Source passage ::

A Lyndhurst woman who recently donated a kidney in honor of her late father, a Jersey City police officer, saved four lives when she ignited a “zig-zagging bi-coastal chain” of donations across the country.
Gianna Graw, a 24-year-old grad student in higher education at Montclair State, wanted to honor her father — a Jersey City police officer who died in 2016 — by donating a kidney to another officer in need.
“My dad dedicated his life to helping others, and I wanted to find a way to honor him and live his legacy,” she said.
But finding out that the officer had already found a suitable donor didn’t stop her from pursuing the donation anyway. After researching the process thoroughly, Graw started preparing with the necessary medical tests.
“I met with a social worker, a psychologist, a pharmacist, and a nephrologist — and they did lots and lots of tests to make sure I was healthy enough to donate,” she said.
Graw went through with the donation Dec. 9 as Hackensack University Medical Center’s first “good samaritan” patient with the National Kidney Registry (NKR), which helps find matches for kidney donors.

Referring expression pointing data ::

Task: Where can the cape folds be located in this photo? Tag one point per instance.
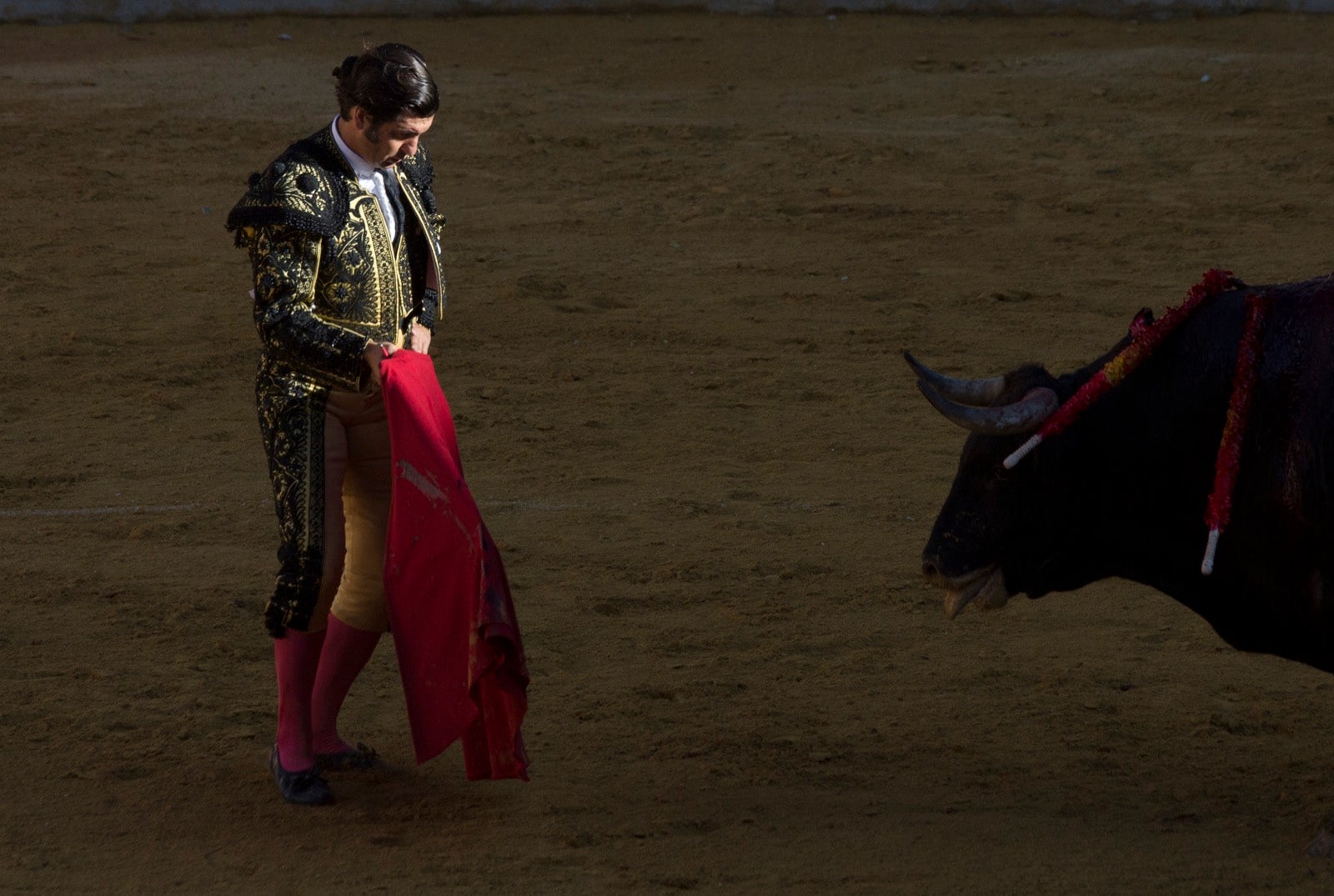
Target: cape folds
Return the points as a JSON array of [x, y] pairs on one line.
[[453, 618]]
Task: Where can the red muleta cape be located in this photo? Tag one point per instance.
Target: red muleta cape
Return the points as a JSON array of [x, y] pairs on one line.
[[454, 626]]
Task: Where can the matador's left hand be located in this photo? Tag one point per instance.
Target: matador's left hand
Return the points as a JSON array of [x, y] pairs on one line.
[[419, 338]]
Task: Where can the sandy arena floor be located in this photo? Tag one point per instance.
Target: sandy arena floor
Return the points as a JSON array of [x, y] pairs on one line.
[[685, 255]]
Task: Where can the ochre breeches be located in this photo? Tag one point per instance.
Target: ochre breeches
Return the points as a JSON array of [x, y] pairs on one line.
[[357, 511]]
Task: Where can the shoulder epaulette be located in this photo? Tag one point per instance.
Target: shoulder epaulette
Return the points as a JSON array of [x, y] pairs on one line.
[[300, 189]]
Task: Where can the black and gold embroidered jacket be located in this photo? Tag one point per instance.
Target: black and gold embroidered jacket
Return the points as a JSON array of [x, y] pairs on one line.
[[327, 282]]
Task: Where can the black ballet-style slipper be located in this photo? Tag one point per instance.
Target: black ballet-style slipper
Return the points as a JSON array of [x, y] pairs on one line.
[[302, 788], [359, 759]]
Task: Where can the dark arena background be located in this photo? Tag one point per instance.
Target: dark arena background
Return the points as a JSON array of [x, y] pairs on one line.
[[685, 255]]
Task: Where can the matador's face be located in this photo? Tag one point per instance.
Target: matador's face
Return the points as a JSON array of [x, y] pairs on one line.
[[387, 143]]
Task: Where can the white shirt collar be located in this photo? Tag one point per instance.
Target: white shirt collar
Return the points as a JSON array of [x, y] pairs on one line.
[[360, 167]]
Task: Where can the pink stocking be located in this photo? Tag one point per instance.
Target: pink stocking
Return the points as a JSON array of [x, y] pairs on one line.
[[297, 658], [346, 653]]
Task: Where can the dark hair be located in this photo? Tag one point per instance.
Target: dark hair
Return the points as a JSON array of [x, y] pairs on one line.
[[389, 82]]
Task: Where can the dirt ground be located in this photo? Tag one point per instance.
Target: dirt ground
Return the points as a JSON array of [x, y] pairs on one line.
[[685, 253]]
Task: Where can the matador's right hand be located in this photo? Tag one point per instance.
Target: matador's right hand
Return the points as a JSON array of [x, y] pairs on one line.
[[373, 355]]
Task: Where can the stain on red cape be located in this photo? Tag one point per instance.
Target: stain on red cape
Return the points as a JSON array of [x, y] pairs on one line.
[[454, 624]]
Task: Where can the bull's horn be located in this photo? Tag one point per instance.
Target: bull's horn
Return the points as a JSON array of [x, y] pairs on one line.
[[1006, 420], [975, 393]]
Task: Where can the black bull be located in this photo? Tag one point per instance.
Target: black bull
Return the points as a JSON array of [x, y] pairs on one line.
[[1122, 493]]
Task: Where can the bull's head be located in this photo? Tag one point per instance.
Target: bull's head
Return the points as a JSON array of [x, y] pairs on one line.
[[977, 546]]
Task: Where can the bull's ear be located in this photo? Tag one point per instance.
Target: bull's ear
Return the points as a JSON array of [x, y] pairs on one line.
[[1142, 322]]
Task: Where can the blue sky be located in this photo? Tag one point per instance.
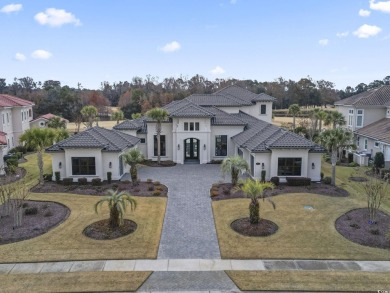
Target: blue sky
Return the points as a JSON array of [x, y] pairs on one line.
[[87, 41]]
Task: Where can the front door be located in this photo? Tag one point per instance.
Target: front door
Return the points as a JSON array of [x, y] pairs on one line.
[[191, 152]]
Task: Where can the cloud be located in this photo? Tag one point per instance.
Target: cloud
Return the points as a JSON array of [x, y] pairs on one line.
[[56, 18], [171, 47], [11, 8], [342, 34], [20, 57], [364, 13], [383, 6], [217, 70], [41, 54], [323, 42], [366, 31]]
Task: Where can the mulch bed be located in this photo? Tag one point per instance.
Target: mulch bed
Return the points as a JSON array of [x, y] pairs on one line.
[[102, 230], [19, 174], [354, 225], [225, 190], [143, 188], [155, 163], [49, 215], [262, 229]]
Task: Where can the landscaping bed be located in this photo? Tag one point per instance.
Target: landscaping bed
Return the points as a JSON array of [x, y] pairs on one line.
[[143, 188], [355, 226], [48, 215], [225, 190]]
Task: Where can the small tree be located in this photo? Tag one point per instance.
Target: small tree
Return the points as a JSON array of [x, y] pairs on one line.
[[254, 189], [117, 203], [89, 114], [234, 166], [132, 158]]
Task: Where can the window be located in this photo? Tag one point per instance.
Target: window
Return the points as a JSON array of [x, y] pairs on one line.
[[263, 109], [359, 118], [221, 145], [350, 118], [289, 166], [162, 145], [83, 166]]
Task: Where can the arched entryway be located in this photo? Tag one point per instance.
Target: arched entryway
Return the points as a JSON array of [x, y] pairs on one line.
[[191, 151]]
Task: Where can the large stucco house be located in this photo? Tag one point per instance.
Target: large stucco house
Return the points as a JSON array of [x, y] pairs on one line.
[[368, 116], [15, 116], [201, 129]]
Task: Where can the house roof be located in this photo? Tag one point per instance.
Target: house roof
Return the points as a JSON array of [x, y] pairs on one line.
[[48, 117], [12, 101], [379, 130], [97, 137], [375, 97], [261, 136], [3, 138]]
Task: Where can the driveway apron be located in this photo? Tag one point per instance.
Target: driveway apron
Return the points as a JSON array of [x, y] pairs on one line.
[[188, 230]]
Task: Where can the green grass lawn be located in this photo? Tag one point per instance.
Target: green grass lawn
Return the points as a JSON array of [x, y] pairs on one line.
[[302, 234], [66, 241]]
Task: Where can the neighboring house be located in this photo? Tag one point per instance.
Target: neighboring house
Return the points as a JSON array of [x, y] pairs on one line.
[[15, 117], [41, 121], [232, 121], [368, 115], [3, 145], [91, 154]]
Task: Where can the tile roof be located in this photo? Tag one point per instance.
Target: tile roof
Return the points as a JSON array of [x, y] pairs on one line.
[[375, 97], [261, 136], [97, 137], [379, 130], [12, 101], [3, 138]]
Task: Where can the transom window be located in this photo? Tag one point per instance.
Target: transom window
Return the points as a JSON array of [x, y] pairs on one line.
[[83, 166], [221, 145], [191, 126], [162, 145], [289, 166]]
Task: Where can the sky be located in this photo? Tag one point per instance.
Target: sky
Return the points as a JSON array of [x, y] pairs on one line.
[[88, 42]]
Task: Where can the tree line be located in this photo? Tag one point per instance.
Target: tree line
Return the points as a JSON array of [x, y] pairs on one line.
[[142, 94]]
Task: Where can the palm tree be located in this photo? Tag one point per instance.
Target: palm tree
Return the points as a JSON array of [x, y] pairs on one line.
[[118, 115], [117, 203], [335, 118], [334, 140], [294, 110], [158, 115], [234, 165], [254, 189], [132, 158], [38, 139]]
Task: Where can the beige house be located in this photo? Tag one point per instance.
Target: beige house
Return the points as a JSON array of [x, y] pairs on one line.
[[368, 116]]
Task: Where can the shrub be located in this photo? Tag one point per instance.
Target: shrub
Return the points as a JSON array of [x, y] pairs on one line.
[[47, 177], [57, 175], [31, 211], [96, 181], [298, 181], [82, 181], [263, 172], [67, 181], [275, 180]]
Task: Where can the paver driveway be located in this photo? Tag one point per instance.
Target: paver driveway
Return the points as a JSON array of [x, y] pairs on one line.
[[188, 230]]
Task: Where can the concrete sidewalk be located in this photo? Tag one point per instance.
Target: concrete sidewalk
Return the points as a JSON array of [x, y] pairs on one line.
[[193, 265]]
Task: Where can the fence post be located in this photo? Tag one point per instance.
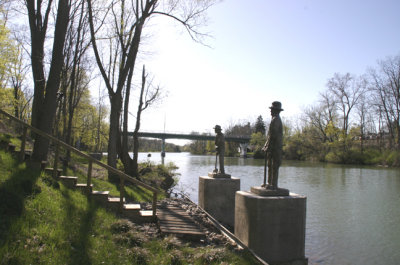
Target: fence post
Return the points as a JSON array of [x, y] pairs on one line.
[[121, 193], [55, 171], [89, 180], [23, 143], [154, 206]]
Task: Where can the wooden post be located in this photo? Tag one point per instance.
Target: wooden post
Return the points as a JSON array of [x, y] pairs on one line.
[[55, 171], [121, 193], [154, 206], [23, 143], [89, 180]]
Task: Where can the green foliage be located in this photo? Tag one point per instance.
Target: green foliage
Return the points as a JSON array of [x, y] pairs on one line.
[[43, 225], [161, 176]]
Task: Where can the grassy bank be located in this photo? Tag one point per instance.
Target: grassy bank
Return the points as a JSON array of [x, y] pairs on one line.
[[43, 222]]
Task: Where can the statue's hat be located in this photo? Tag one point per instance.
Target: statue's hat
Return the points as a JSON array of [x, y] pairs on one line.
[[276, 105]]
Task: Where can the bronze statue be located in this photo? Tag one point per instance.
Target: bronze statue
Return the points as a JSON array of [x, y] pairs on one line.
[[273, 147], [220, 148]]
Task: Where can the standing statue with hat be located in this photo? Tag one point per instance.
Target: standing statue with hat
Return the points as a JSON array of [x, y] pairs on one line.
[[220, 148], [273, 148]]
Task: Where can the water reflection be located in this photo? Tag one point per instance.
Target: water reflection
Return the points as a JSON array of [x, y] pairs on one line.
[[352, 212]]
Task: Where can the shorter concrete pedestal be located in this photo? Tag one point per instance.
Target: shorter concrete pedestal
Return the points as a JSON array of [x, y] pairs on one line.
[[272, 226], [217, 197]]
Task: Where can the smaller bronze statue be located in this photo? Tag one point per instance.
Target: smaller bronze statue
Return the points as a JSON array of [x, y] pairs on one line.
[[273, 148], [220, 154], [220, 148]]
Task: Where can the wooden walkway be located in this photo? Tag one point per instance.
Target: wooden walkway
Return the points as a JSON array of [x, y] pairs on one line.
[[174, 220]]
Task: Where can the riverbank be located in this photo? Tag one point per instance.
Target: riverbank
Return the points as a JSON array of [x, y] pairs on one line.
[[44, 222]]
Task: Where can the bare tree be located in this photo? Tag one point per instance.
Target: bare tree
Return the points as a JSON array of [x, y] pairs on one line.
[[362, 110], [45, 89], [346, 90], [75, 79], [386, 87], [122, 23]]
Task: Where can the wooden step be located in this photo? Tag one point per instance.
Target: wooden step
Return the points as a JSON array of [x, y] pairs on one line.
[[132, 206], [69, 181], [174, 220], [132, 210], [28, 154], [49, 170], [43, 165], [114, 202], [11, 147], [101, 196], [83, 187]]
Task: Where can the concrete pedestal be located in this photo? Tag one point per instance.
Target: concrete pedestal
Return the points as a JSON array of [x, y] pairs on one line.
[[217, 197], [272, 226]]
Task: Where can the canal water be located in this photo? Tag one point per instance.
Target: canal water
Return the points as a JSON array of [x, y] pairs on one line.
[[353, 212]]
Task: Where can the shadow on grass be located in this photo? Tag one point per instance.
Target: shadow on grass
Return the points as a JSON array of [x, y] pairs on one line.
[[78, 225], [13, 192]]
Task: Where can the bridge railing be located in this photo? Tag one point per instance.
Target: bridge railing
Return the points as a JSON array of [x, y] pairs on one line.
[[165, 135], [58, 143]]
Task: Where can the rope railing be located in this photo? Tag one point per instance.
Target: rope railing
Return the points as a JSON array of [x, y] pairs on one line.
[[123, 177]]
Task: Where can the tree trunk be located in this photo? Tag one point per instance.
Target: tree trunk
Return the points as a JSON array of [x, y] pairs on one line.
[[114, 135], [45, 103]]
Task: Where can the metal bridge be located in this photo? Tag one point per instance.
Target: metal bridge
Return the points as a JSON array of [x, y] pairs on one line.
[[242, 140], [163, 136]]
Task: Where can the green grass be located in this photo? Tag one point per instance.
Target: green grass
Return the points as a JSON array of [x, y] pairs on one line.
[[43, 222]]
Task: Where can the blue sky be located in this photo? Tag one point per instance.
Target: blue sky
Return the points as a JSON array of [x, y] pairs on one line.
[[261, 51]]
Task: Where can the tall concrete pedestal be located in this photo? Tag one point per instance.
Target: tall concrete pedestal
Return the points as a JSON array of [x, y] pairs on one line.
[[272, 226], [217, 197]]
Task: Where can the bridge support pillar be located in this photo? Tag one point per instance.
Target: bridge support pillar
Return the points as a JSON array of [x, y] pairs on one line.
[[162, 150], [243, 149]]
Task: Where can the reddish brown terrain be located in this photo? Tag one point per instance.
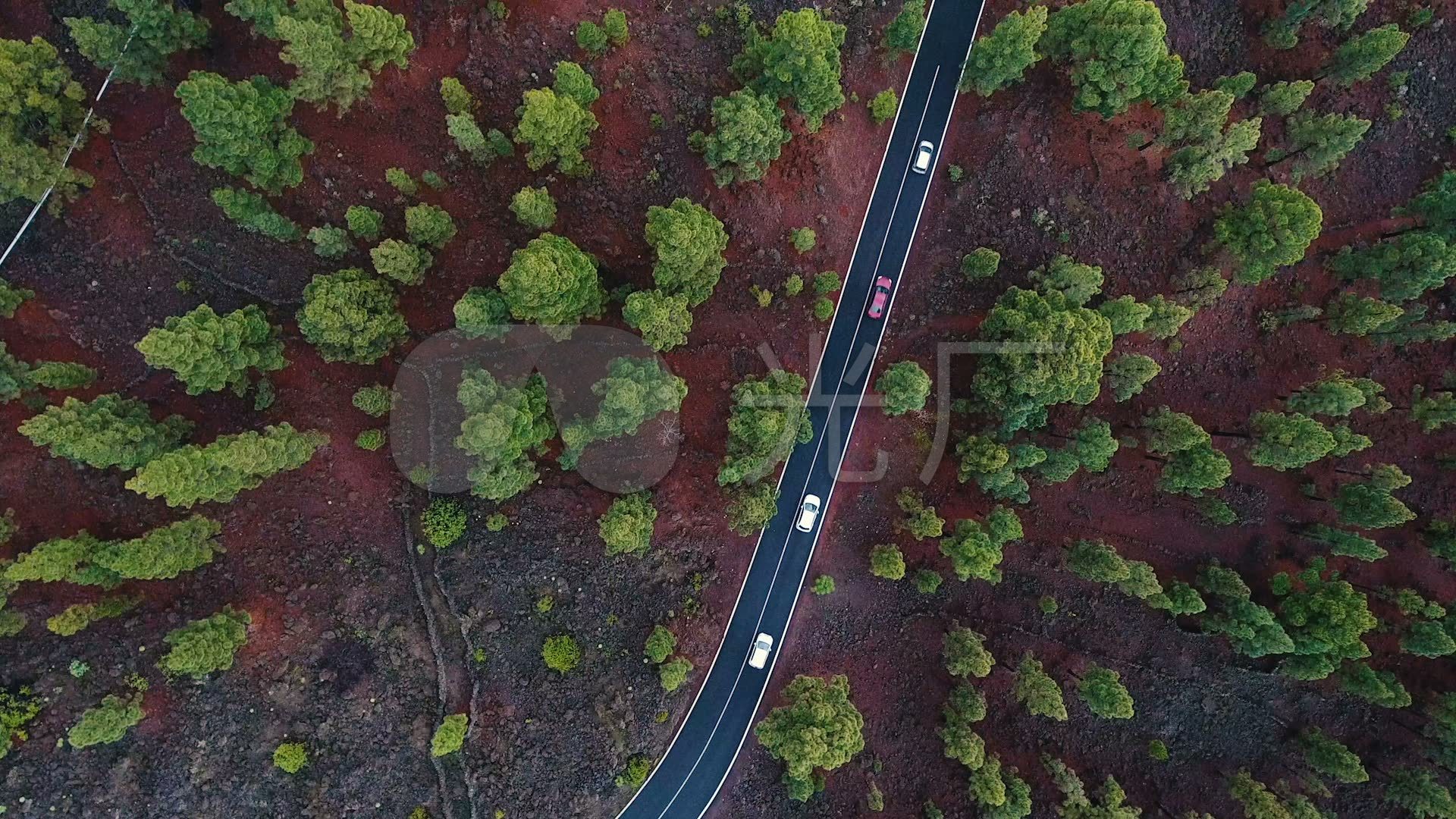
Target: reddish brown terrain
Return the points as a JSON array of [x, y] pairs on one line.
[[360, 643]]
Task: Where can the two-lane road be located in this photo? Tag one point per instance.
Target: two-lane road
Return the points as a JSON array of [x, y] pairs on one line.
[[692, 771]]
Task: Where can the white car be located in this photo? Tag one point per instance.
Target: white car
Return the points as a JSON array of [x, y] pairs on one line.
[[922, 158], [761, 651], [808, 513]]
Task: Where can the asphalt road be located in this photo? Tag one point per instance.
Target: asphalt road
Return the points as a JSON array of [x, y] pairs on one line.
[[692, 771]]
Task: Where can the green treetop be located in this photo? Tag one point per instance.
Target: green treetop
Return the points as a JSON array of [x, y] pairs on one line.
[[351, 316], [817, 730], [109, 430], [1002, 57], [800, 58], [1272, 231], [242, 127], [552, 281], [766, 422], [209, 352], [747, 136], [226, 466], [689, 242], [139, 50], [1117, 52]]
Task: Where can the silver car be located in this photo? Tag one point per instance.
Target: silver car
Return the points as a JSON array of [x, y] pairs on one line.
[[922, 158]]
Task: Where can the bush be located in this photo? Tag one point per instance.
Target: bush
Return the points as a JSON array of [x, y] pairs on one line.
[[674, 673], [209, 352], [449, 735], [535, 207], [242, 129], [561, 653], [253, 213], [206, 646], [628, 525], [443, 522], [351, 316], [660, 645], [105, 723], [290, 757]]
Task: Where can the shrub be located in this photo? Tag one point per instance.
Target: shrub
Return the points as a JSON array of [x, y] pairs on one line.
[[351, 316], [209, 352], [206, 646], [449, 735], [561, 653], [628, 525], [253, 213], [105, 723], [443, 522], [535, 207], [290, 757], [109, 430]]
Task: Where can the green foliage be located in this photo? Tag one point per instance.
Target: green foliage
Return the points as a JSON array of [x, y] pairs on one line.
[[44, 108], [883, 105], [905, 387], [660, 645], [375, 400], [209, 352], [253, 213], [800, 58], [139, 50], [290, 757], [752, 507], [628, 525], [561, 653], [634, 392], [1404, 267], [450, 735], [903, 33], [965, 653], [1318, 142], [664, 321], [329, 241], [206, 646], [974, 548], [555, 129], [535, 207], [887, 561], [819, 730], [105, 723], [400, 261], [504, 423], [455, 95], [672, 675], [443, 522], [351, 316], [1019, 385], [554, 283], [1104, 694], [1365, 55], [1272, 231], [1128, 373], [747, 136], [766, 422], [242, 127], [1038, 692], [226, 466], [1002, 57], [1117, 52], [105, 431], [981, 264], [689, 242], [482, 314]]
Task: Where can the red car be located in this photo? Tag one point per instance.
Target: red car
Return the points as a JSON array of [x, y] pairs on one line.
[[881, 297]]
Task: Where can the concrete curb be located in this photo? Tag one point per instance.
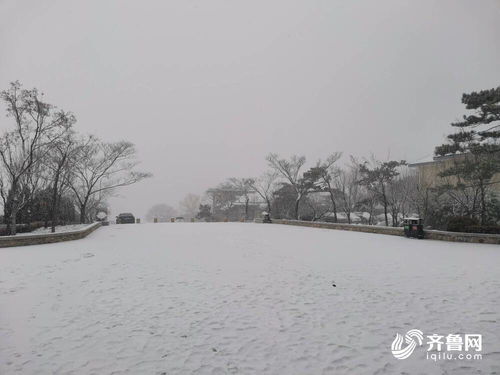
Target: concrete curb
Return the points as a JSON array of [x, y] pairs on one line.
[[397, 231], [37, 239]]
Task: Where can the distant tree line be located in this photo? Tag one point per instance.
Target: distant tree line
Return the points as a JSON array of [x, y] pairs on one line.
[[380, 192], [362, 191], [48, 171]]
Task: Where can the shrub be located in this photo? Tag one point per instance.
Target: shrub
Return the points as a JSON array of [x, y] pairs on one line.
[[460, 223], [488, 229]]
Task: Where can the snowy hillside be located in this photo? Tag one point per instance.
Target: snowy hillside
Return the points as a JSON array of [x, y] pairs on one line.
[[232, 298]]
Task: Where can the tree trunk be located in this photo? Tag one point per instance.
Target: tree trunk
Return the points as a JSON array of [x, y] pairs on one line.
[[246, 208], [13, 226], [82, 214], [483, 205], [297, 202], [334, 206]]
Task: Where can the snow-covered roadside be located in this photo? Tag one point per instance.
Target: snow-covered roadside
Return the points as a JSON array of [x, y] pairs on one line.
[[59, 229], [62, 228], [244, 299]]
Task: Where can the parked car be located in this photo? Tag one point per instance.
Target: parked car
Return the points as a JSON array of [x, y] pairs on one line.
[[125, 218]]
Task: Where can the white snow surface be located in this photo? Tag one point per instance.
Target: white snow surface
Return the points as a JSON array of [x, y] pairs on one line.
[[62, 228], [242, 298]]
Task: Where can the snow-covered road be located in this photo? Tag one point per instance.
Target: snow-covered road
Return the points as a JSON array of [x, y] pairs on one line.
[[235, 298]]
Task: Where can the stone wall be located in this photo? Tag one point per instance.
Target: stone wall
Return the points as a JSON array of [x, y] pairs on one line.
[[397, 231], [37, 239]]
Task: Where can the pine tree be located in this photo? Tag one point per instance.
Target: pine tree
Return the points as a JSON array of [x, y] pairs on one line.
[[477, 142]]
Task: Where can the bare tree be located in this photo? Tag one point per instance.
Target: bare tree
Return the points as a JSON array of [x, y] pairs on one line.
[[327, 173], [244, 187], [163, 212], [102, 167], [37, 126], [223, 198], [265, 186], [190, 205], [377, 177], [347, 186], [58, 163], [290, 171]]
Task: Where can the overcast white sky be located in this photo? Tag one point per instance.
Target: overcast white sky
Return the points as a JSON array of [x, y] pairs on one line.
[[206, 89]]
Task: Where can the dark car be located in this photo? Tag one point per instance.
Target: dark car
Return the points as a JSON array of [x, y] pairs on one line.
[[125, 218]]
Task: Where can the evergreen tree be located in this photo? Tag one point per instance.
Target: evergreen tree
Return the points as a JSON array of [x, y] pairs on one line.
[[477, 145]]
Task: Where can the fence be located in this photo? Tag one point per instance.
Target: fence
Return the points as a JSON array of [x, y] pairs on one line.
[[37, 239]]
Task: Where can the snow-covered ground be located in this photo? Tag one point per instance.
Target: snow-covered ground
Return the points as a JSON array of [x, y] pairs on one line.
[[236, 298], [61, 228]]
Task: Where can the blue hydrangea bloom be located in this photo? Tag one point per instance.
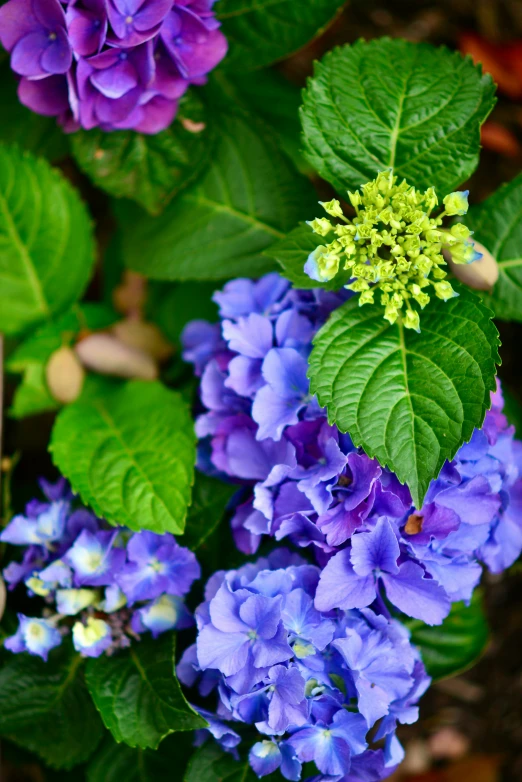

What you will do ::
1. Answer these about the kidney donation article:
(a) What is Gianna Graw studying, and at which school?
(b) How many lives did her donation chain save?
(c) At which hospital did she donate, and on what date?
2. Can you extend the kidney donation article past its final sentence?

Results for the exercise ::
1.
(a) Higher education, as a grad student at Montclair State.
(b) Four.
(c) Hackensack University Medical Center, on Dec. 9.

2.
“By connecting our recipients with matching kidneys from across the U.S. and facilitating good samaritan donations, NKR gives people with end-stage kidney disease a second chance,” said David Serur, M.D., Medical Director of HUMC’s Kidney Transplant Program. “Through advanced matching techniques and the creation of nationwide donor chains, individual donors like Gianna can have a positive impact on several lives.”
And that’s precisely what, Graw did: her donation set off a chain reaction of four additional transplants in Los Angeles, CA; Tampa, FL; back to Los Angeles, CA; and finally, San Francisco, CA.
“It was an incredible moment,” said Gianna. “I knew I wanted to do it, and I also knew that someone was counting on me to save their life — as well as three other people in the chain who were also counting on me.”
Now, she has fully recovered from the operation and hopes to encourage and inspire others to step up as “good samaritan” donors.
“Raising awareness of kidney donation is important to me, and I hope others hear my story and say, ‘This is something I can do,’” she said. “But it’s really my dad who deserves all the credit because he inspired me with his kindness and compassion.”